▶ **WRITTEN PROBLEM**: Put every line of the entries below into a numbered list, skipping blank lines and leaving out the pictures.

▶ **ITEMS**:
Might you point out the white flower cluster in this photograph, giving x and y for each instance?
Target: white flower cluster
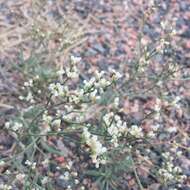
(97, 149)
(31, 164)
(136, 131)
(90, 91)
(5, 187)
(57, 89)
(71, 71)
(115, 126)
(15, 126)
(169, 172)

▶ **THE COMPLETED TASK**:
1. Might you point out the white flower cluster in this photograph, giving x and y for each instance?
2. Target: white flower cluster
3. (97, 149)
4. (31, 164)
5. (136, 131)
6. (90, 91)
7. (5, 187)
8. (57, 89)
9. (71, 71)
10. (115, 126)
11. (15, 126)
12. (169, 172)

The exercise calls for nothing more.